Tracey NevilleMBE

Personal information
- Full name: Tracey Anne Neville
- Born: 21 January 1977 (age 49) Bury, Greater Manchester, England
- Occupation: Managing Director of Stockport County Ladies F.C.
- Height: 5 ft 8 in (1.73 m)
- Relatives: Neville Neville (father) Gary Neville (brother) Phil Neville (brother)
- School: Elton High School
- University: University of the West of England University of Chester

Netball career
- Playing positions: WA, GA
- Years: Club team / Apps
- 199x–199x: YWCA Bury
- 2000: Contax
- 2000: → Adelaide Thunderbirds
- 2001–2004: Northern Thunder
- 2007–2008: Leeds Carnegie
- Years: National team / Caps
- 1996–2008: England / 81

Coaching career
- Years: Team
- 2011: Team Northumbria
- 2011–2013: Northern Thunder
- 2013–2015: → Manchester Thunder
- 2015–2019: England
- 2023–2025: Melbourne Mavericks

Medal record
Representing England
Commonwealth Games
| Bronze medal – third place | 1998 Kuala Lumpur | Team |
World Netball Championships
| Bronze medal – third place | 1999 Christchurch | Team |

= Tracey Neville =

English netball player and coach

Tracey Anne Neville (born 21 January 1977) is a former England netball international and a former England head coach. As a player, she was a member of the England teams that won bronze medals at the 1998 Commonwealth Games and the 1999 World Netball Championships. As a head coach she guided Northern Thunder/Manchester Thunder to Netball Superleague titles in 2012 and 2014. Between 2015 and 2019 she served as England head coach. She subsequently guided England to the gold medal at the 2018 Commonwealth Games and to bronze medals at the 2015 and 2019 Netball World Cups. In 2016 she was awarded an . She is currently the Managing Director of Stockport County Ladies F.C..

### MATERIAL SHOWN:
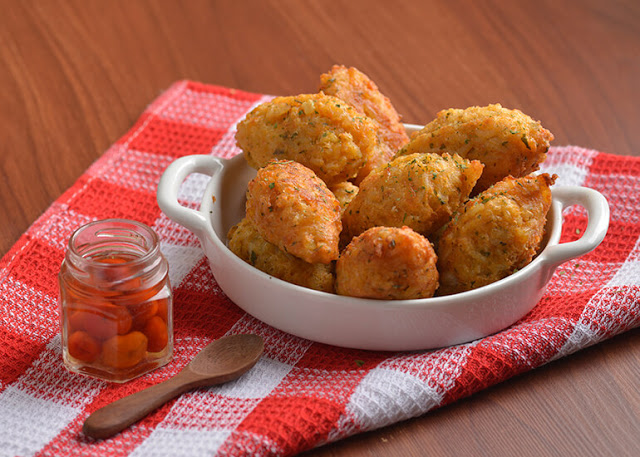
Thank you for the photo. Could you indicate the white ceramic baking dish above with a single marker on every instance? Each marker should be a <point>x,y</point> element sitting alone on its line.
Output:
<point>366,323</point>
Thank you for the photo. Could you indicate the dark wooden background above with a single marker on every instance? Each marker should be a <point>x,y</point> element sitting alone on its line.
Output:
<point>75,75</point>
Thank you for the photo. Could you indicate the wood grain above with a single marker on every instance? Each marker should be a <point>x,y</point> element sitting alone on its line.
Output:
<point>76,74</point>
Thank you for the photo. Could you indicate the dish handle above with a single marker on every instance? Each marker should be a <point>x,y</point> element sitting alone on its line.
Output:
<point>597,225</point>
<point>170,183</point>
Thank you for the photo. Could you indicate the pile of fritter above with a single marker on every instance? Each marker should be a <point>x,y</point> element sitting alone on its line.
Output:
<point>345,202</point>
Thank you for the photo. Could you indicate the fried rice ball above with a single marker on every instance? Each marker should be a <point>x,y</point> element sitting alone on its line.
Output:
<point>320,131</point>
<point>245,241</point>
<point>494,234</point>
<point>359,91</point>
<point>344,192</point>
<point>387,263</point>
<point>506,141</point>
<point>295,210</point>
<point>421,191</point>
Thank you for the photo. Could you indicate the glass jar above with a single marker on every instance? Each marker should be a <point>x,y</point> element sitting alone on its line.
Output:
<point>115,301</point>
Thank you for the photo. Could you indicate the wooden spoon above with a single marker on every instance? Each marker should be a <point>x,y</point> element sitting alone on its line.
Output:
<point>222,360</point>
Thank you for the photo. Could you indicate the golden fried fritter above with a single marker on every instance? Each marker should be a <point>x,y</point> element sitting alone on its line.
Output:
<point>320,131</point>
<point>507,142</point>
<point>359,91</point>
<point>355,88</point>
<point>421,191</point>
<point>344,192</point>
<point>387,263</point>
<point>246,243</point>
<point>494,234</point>
<point>294,209</point>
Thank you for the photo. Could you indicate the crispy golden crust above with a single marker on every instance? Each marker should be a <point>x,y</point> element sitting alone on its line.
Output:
<point>344,192</point>
<point>507,142</point>
<point>246,243</point>
<point>355,88</point>
<point>420,191</point>
<point>494,234</point>
<point>292,208</point>
<point>359,91</point>
<point>320,131</point>
<point>387,263</point>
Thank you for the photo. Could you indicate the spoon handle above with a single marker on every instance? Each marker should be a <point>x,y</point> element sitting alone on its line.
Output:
<point>116,416</point>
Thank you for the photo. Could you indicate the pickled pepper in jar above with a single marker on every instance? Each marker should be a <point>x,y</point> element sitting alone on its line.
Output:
<point>115,301</point>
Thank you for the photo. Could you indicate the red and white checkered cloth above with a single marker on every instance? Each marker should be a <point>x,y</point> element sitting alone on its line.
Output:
<point>301,394</point>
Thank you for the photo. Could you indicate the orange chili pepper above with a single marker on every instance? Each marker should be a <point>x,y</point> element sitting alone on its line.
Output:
<point>163,309</point>
<point>124,351</point>
<point>83,347</point>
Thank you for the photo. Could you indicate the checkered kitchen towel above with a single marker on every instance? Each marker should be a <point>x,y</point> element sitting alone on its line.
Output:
<point>301,394</point>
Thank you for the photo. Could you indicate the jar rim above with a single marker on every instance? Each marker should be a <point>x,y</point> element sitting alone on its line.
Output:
<point>111,231</point>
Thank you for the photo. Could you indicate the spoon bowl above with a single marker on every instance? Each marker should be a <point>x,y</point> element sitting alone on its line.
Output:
<point>221,361</point>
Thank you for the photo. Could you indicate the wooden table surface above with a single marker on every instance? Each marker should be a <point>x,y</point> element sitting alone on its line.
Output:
<point>75,75</point>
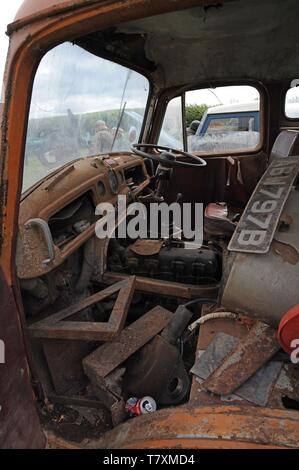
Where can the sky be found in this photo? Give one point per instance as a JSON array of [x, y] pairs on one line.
[[8, 9]]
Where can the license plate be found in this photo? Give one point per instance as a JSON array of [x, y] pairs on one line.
[[255, 230]]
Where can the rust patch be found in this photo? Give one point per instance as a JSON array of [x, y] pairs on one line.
[[287, 252], [147, 247], [258, 346]]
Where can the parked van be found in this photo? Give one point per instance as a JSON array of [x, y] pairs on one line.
[[227, 126]]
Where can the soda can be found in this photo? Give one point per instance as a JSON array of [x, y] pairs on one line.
[[140, 406]]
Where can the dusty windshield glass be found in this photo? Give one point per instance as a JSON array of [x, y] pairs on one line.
[[81, 105]]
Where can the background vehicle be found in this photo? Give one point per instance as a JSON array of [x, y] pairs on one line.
[[65, 293], [227, 127]]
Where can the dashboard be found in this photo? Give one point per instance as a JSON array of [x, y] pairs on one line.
[[57, 215]]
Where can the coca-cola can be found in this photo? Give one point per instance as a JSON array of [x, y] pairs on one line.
[[140, 406]]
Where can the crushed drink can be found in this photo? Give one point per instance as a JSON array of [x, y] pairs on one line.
[[140, 406]]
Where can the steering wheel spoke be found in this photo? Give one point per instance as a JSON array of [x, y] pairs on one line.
[[167, 156]]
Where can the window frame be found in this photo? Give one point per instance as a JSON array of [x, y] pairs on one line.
[[167, 95]]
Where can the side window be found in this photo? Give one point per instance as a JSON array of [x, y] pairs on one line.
[[223, 119], [291, 107], [171, 134]]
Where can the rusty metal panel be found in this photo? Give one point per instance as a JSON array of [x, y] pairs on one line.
[[19, 422], [216, 427], [261, 216], [266, 286], [169, 288], [110, 355], [248, 357], [64, 359], [55, 326], [256, 389]]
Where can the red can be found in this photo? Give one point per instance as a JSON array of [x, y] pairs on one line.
[[140, 406]]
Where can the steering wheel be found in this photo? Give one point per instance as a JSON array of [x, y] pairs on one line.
[[167, 155]]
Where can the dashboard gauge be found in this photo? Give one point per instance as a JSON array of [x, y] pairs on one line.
[[113, 182], [101, 188]]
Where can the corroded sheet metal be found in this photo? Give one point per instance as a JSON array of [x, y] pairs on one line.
[[266, 286], [255, 231], [147, 247], [206, 427], [57, 327], [107, 357], [248, 357]]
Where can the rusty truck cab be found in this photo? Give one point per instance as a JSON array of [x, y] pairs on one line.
[[98, 105]]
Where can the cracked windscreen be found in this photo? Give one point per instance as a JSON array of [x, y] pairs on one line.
[[82, 105]]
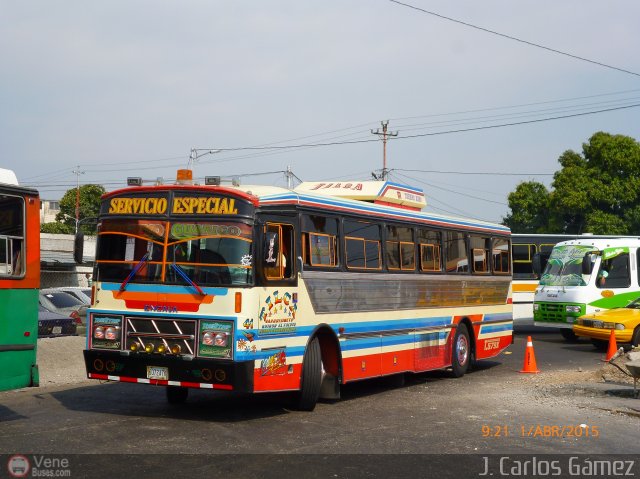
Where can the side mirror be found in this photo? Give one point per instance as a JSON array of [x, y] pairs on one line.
[[536, 263], [587, 264], [78, 247]]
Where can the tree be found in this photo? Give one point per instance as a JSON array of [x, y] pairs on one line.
[[529, 204], [89, 208], [596, 192]]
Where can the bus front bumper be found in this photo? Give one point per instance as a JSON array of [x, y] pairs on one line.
[[168, 370]]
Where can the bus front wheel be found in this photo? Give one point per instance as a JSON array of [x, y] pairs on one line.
[[311, 377], [461, 351], [177, 394]]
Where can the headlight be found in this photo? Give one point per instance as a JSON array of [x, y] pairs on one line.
[[221, 339], [98, 333], [207, 338], [111, 333]]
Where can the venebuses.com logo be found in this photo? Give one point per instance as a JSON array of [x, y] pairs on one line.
[[18, 466]]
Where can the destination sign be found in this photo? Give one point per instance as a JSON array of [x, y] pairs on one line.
[[179, 205]]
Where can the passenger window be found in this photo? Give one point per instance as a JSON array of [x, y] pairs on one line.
[[319, 241], [457, 260], [278, 251], [400, 249], [430, 250], [362, 245], [501, 256], [480, 252]]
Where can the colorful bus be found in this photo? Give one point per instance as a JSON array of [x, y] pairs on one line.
[[19, 282], [259, 289], [584, 276], [525, 247]]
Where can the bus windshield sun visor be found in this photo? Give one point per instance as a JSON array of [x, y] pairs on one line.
[[186, 277], [135, 269]]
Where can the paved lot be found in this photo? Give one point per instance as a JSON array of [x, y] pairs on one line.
[[494, 409]]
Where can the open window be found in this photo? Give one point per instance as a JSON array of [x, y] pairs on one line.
[[278, 254]]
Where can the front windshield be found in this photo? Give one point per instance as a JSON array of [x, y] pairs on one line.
[[564, 267], [210, 253]]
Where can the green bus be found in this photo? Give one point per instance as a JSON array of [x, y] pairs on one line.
[[19, 282]]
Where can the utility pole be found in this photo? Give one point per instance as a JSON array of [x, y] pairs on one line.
[[384, 133], [289, 176], [77, 172]]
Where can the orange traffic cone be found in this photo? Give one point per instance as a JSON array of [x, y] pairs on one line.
[[529, 359], [613, 347]]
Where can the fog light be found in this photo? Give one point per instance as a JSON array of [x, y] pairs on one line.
[[98, 364]]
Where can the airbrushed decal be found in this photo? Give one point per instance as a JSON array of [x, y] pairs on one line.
[[278, 315]]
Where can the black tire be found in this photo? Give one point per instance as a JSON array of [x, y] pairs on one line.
[[568, 335], [177, 394], [311, 377], [600, 344], [460, 351]]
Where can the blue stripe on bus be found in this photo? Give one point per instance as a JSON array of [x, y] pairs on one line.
[[163, 288], [369, 208], [497, 328]]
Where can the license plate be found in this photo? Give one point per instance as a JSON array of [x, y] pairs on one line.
[[156, 372]]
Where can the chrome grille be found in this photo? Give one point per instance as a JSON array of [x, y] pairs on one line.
[[158, 331]]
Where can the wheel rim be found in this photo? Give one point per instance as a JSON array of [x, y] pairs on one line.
[[462, 349]]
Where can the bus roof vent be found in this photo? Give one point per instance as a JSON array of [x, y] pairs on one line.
[[379, 192], [8, 177]]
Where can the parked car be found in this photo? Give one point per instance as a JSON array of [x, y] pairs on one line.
[[82, 293], [64, 303], [624, 322], [52, 324]]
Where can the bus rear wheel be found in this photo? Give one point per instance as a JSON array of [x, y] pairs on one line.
[[461, 351], [311, 377], [177, 394]]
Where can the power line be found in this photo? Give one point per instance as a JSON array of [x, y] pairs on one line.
[[499, 173], [493, 32]]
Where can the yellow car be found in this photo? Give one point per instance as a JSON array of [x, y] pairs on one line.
[[625, 323]]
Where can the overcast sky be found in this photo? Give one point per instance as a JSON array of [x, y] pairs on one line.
[[128, 88]]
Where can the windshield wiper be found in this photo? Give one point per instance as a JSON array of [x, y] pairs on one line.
[[135, 269], [186, 277]]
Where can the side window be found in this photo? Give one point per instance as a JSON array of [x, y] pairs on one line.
[[430, 243], [456, 250], [400, 248], [319, 241], [614, 272], [500, 254], [11, 236], [522, 256], [480, 253], [362, 245], [278, 251]]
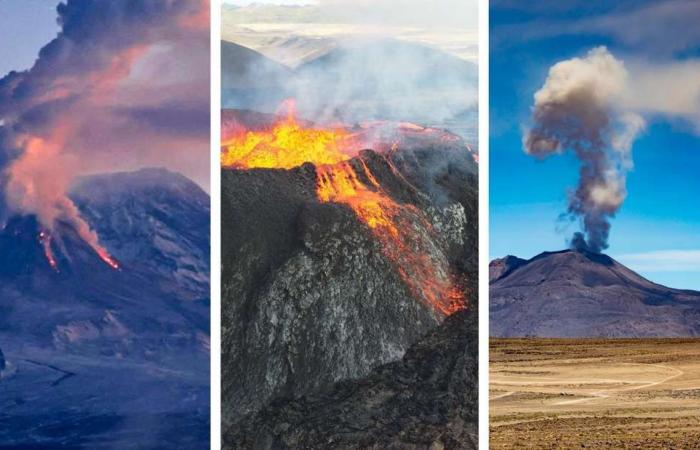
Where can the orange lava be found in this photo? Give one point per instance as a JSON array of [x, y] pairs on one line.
[[402, 229], [45, 240], [286, 146], [107, 258]]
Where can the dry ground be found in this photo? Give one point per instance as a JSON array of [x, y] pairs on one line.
[[595, 393]]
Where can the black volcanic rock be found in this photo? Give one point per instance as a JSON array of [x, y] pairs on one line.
[[308, 296], [581, 294], [107, 358], [427, 400]]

### SET EXERCISE 1:
Which teams does the Tracey Neville profile list under her coaching career?
### SET EXERCISE 2:
Could you carry on the Tracey Neville profile from its last sentence?
The items above aren't needed for anything here.

### TASK RESPONSE 1:
Team Northumbria, Northern Thunder, Manchester Thunder, England, and Melbourne Mavericks.

### TASK RESPONSE 2:
==Early life, education and family==
Tracey Neville is originally from Bury, Greater Manchester. She is the daughter of Neville Neville and his wife, Jill Harper. Both of her parents worked in administration roles at Bury F.C. Her father was a commercial director while her mother served as club secretary. She is the twin sister and younger sister, respectively, of Phil and Gary Neville, the former England and Manchester United footballers.

Neville attended Elton High School. She also attended the University of the West of England where she trained to be a primary school teacher. Between 2004 and 2007 she attended the University of Chester and gained a degree in Nutrition and Sports Science.

On 3 March 2020 Neville gave birth to a son, her first child with her partner Michael Timmins.

==Playing career==
===YWCA Bury===
Neville began her senior netball playing career with YWCA Bury. Neville was just one of several England netball internationals to get their start at the club based in Bury, Greater Manchester. Others included Karen Atkinson, Natalie Haythornthwaite and Jodie Gibson.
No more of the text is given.